Data records:
────────────────
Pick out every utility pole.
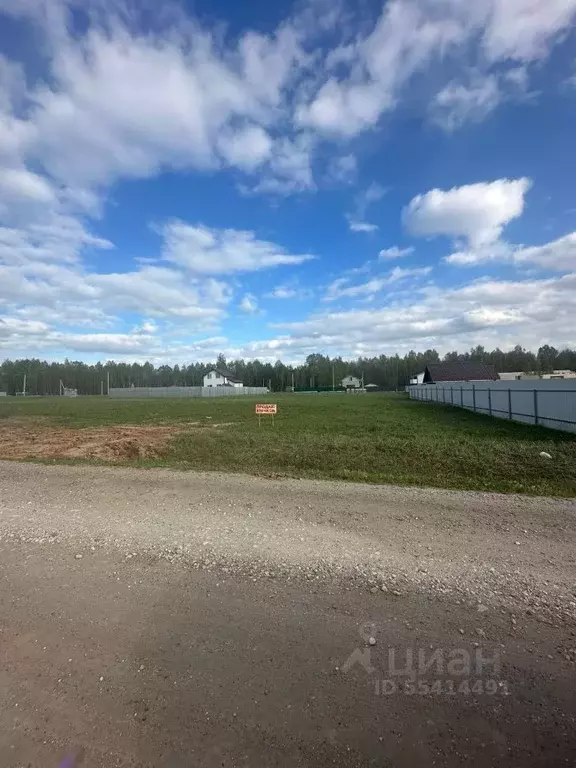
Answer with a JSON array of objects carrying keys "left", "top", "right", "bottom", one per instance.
[
  {"left": 100, "top": 380, "right": 104, "bottom": 396},
  {"left": 106, "top": 370, "right": 110, "bottom": 396},
  {"left": 22, "top": 373, "right": 27, "bottom": 397}
]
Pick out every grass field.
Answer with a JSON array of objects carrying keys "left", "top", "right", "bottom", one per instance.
[{"left": 1, "top": 393, "right": 575, "bottom": 496}]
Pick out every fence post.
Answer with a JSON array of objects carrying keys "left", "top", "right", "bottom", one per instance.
[
  {"left": 487, "top": 387, "right": 492, "bottom": 416},
  {"left": 472, "top": 384, "right": 476, "bottom": 412},
  {"left": 534, "top": 389, "right": 539, "bottom": 426},
  {"left": 451, "top": 386, "right": 453, "bottom": 405},
  {"left": 508, "top": 388, "right": 512, "bottom": 420},
  {"left": 461, "top": 386, "right": 463, "bottom": 406}
]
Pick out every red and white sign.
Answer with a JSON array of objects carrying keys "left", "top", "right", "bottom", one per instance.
[{"left": 255, "top": 403, "right": 277, "bottom": 414}]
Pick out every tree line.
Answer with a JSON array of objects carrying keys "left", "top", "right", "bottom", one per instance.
[{"left": 0, "top": 344, "right": 574, "bottom": 395}]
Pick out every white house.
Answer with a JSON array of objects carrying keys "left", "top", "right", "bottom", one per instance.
[
  {"left": 341, "top": 375, "right": 361, "bottom": 389},
  {"left": 203, "top": 368, "right": 244, "bottom": 388}
]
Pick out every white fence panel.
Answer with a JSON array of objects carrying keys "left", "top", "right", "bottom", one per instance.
[
  {"left": 109, "top": 386, "right": 269, "bottom": 399},
  {"left": 408, "top": 380, "right": 576, "bottom": 433}
]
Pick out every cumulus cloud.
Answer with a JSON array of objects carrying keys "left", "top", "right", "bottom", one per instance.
────────────────
[Exercise directions]
Would you please repeat the entries above verbatim, excluding each picture?

[Task output]
Pick out every utility pole.
Answer with a JSON array of objects carrying keys "left", "top", "right", "bottom", one per instance.
[
  {"left": 100, "top": 380, "right": 104, "bottom": 396},
  {"left": 106, "top": 370, "right": 110, "bottom": 396},
  {"left": 22, "top": 373, "right": 27, "bottom": 397}
]
Pick out every grass field.
Answer with a JSON array of objects carrying keys "left", "top", "right", "bottom", one per instance.
[{"left": 1, "top": 393, "right": 575, "bottom": 496}]
Pick out every fence post.
Answer with a JSON array of objects carrying keys "left", "top", "right", "bottom", one per instance.
[
  {"left": 487, "top": 387, "right": 492, "bottom": 416},
  {"left": 472, "top": 384, "right": 476, "bottom": 412},
  {"left": 534, "top": 389, "right": 539, "bottom": 426},
  {"left": 451, "top": 386, "right": 453, "bottom": 405},
  {"left": 508, "top": 388, "right": 512, "bottom": 420},
  {"left": 461, "top": 386, "right": 463, "bottom": 406}
]
Pick out every red and white sign.
Answer with a JSON array of objects carrying keys "left", "top", "right", "bottom", one per instance.
[{"left": 255, "top": 403, "right": 277, "bottom": 414}]
Pick out every tree line.
Answer with a JSON array of objects carrying keys "left", "top", "right", "bottom", one per instance.
[{"left": 0, "top": 344, "right": 574, "bottom": 395}]
Pick out every white house.
Answer with a JSON array of objects carrying keys "left", "top", "right", "bottom", one per instance.
[
  {"left": 341, "top": 375, "right": 361, "bottom": 389},
  {"left": 203, "top": 368, "right": 244, "bottom": 388}
]
Pick out every white fence panel.
Answer with a JSON array of objects carrying keys "left", "top", "right", "bottom", one per instance.
[
  {"left": 109, "top": 386, "right": 269, "bottom": 399},
  {"left": 408, "top": 380, "right": 576, "bottom": 433}
]
Pick out every cumulus cloud.
Answer with a JSON array of objects carrying keys "left", "top", "right", "bottom", one per instance.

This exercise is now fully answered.